>>

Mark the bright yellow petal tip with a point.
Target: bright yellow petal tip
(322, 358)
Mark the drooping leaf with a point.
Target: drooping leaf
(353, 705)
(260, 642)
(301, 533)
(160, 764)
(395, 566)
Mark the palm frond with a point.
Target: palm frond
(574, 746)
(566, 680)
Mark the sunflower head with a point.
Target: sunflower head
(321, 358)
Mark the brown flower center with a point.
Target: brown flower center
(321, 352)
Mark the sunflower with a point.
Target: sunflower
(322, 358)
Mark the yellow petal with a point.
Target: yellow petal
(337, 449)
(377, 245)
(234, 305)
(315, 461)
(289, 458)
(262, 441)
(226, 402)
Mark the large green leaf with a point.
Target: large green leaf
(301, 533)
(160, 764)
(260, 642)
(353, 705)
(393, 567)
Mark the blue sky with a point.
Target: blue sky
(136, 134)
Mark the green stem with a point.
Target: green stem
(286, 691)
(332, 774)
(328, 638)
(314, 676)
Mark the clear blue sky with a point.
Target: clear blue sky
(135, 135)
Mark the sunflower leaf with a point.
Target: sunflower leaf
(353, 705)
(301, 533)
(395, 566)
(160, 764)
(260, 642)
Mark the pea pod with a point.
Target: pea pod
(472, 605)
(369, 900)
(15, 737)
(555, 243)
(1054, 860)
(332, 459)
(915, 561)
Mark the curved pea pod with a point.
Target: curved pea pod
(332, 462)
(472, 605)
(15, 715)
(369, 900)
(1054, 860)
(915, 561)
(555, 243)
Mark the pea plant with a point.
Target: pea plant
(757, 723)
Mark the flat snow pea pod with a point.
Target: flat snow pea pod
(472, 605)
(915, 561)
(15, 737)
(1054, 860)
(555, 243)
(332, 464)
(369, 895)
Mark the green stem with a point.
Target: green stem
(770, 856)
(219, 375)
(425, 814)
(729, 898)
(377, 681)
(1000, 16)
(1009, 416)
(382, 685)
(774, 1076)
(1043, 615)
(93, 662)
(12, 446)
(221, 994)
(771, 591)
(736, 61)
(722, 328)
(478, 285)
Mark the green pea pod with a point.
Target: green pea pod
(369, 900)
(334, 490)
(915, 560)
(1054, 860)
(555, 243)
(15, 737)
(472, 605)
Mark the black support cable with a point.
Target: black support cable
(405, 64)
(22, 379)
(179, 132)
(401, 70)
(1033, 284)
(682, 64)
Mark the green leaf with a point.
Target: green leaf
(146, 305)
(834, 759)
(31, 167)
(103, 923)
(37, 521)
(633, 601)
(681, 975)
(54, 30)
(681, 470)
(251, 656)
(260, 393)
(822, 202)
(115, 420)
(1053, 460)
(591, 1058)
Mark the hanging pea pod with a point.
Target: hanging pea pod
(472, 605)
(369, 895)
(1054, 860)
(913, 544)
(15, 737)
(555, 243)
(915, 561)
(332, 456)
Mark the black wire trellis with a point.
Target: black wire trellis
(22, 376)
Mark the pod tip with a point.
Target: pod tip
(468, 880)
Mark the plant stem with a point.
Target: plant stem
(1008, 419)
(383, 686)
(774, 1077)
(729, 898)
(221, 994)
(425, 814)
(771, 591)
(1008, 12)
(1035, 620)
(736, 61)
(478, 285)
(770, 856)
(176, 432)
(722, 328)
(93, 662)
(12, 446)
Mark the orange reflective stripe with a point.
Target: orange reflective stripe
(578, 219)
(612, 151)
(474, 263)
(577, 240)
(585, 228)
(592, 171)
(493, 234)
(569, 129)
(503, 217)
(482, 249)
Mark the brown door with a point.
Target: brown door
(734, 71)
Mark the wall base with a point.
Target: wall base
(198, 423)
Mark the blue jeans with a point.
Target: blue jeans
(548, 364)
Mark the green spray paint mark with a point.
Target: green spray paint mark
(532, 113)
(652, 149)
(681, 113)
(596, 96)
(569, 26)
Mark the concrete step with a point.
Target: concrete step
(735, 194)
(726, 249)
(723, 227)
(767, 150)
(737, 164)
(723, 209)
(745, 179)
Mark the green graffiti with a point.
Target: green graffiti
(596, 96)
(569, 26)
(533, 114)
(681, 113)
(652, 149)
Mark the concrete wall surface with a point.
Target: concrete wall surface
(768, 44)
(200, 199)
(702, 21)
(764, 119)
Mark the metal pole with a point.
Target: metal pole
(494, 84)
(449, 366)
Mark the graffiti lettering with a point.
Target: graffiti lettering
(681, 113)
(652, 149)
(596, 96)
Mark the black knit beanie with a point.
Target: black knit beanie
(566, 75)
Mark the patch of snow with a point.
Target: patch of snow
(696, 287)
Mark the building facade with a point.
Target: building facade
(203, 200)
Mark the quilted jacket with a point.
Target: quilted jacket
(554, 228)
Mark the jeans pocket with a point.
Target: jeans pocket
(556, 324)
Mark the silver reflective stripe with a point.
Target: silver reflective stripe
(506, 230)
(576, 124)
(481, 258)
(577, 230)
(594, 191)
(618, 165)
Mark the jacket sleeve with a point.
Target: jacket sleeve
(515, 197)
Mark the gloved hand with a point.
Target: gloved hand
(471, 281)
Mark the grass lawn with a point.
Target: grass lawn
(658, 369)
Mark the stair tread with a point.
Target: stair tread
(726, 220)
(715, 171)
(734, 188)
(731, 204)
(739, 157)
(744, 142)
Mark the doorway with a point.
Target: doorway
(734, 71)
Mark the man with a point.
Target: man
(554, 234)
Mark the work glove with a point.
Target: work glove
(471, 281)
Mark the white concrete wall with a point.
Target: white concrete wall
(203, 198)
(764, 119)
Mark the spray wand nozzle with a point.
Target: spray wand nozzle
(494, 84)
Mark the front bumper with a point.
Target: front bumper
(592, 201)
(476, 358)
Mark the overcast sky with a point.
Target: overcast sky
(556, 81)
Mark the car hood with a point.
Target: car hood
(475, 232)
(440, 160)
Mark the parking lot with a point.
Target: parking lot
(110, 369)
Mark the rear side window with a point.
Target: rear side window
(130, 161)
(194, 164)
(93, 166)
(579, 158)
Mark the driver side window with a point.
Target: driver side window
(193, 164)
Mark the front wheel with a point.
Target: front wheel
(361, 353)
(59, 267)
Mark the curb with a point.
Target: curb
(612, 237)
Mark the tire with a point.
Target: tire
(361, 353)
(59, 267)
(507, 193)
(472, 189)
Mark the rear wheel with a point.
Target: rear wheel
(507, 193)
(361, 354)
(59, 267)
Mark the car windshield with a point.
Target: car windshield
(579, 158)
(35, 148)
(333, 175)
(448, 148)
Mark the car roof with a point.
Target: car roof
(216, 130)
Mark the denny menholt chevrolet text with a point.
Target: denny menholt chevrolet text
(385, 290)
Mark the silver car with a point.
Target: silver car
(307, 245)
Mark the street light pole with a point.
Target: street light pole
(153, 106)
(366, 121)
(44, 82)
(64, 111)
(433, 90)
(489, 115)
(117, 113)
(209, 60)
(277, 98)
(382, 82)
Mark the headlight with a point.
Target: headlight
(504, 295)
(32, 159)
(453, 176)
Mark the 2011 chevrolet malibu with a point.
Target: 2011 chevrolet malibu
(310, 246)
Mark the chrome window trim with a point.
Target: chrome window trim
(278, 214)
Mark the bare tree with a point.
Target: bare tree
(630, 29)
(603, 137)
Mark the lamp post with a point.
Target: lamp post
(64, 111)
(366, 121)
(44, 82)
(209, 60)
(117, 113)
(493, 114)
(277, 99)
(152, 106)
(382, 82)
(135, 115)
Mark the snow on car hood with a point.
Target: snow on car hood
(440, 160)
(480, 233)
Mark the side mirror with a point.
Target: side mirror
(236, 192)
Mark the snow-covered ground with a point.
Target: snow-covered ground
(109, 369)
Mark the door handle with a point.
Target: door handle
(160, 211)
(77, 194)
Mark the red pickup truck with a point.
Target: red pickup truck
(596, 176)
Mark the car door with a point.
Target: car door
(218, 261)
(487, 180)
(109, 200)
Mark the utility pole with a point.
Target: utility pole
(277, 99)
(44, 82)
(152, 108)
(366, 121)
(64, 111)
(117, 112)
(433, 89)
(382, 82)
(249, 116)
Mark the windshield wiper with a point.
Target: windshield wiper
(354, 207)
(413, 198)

<<

• **WORK ORDER**:
When you repeat the lines, start with the first line of the material and end with the line that contains "Mark the green leaf with a point.", keeping both and reproducing each exactly, with nothing added.

• **EXERCISE RESULT**:
Mark the bright yellow petal tip with a point.
Target: bright yellow petal tip
(322, 358)
Mark the drooping leaf with a point.
Target: drooping leaf
(353, 705)
(260, 642)
(301, 533)
(160, 764)
(395, 566)
Mark the palm frond with a point.
Target: palm frond
(574, 746)
(566, 680)
Mark the sunflower head with a point.
Target: sunflower head
(321, 358)
Mark the brown flower center with a point.
Target: brown flower center
(321, 352)
Mark the sunflower with a point.
Target: sunflower
(322, 358)
Mark the yellow petal with a point.
Target: yellow petal
(337, 449)
(377, 245)
(234, 305)
(315, 461)
(289, 458)
(262, 441)
(226, 402)
Mark the large green leaf with a point.
Target: large green leaf
(301, 533)
(160, 764)
(260, 642)
(353, 705)
(393, 567)
Mark the blue sky with a point.
Target: blue sky
(136, 134)
Mark the green stem with a point.
Target: green stem
(286, 691)
(332, 774)
(328, 638)
(314, 676)
Mark the clear blue sky with a point.
Target: clear blue sky
(135, 135)
Mark the sunflower leaf with a point.
Target: sunflower leaf
(353, 705)
(301, 533)
(395, 566)
(160, 764)
(260, 642)
Mark the pea pod with a point.
Target: pea pod
(472, 605)
(369, 900)
(15, 737)
(555, 243)
(1054, 860)
(332, 459)
(915, 561)
Mark the curved pea pod with a point.
Target: curved pea pod
(332, 462)
(472, 605)
(15, 715)
(369, 900)
(1054, 860)
(915, 561)
(555, 243)
Mark the pea plant with a point.
Target: pea plant
(757, 723)
Mark the flat snow pea pod with a point.
Target: flat snow pea pod
(472, 605)
(915, 561)
(15, 737)
(1054, 860)
(555, 243)
(332, 464)
(369, 895)
Mark the green stem with a point.
Target: green stem
(770, 856)
(219, 375)
(425, 814)
(729, 898)
(377, 681)
(1000, 16)
(1009, 416)
(382, 685)
(774, 1076)
(1043, 615)
(93, 662)
(12, 446)
(221, 994)
(771, 591)
(736, 61)
(722, 328)
(478, 285)
Mark the green pea pod with a point.
Target: green pea pod
(369, 900)
(334, 490)
(915, 560)
(1054, 860)
(555, 243)
(15, 737)
(472, 605)
Mark the black support cable with a point.
Target: black support cable
(405, 64)
(22, 379)
(179, 132)
(401, 70)
(1033, 284)
(682, 64)
Mark the green leaf with a point.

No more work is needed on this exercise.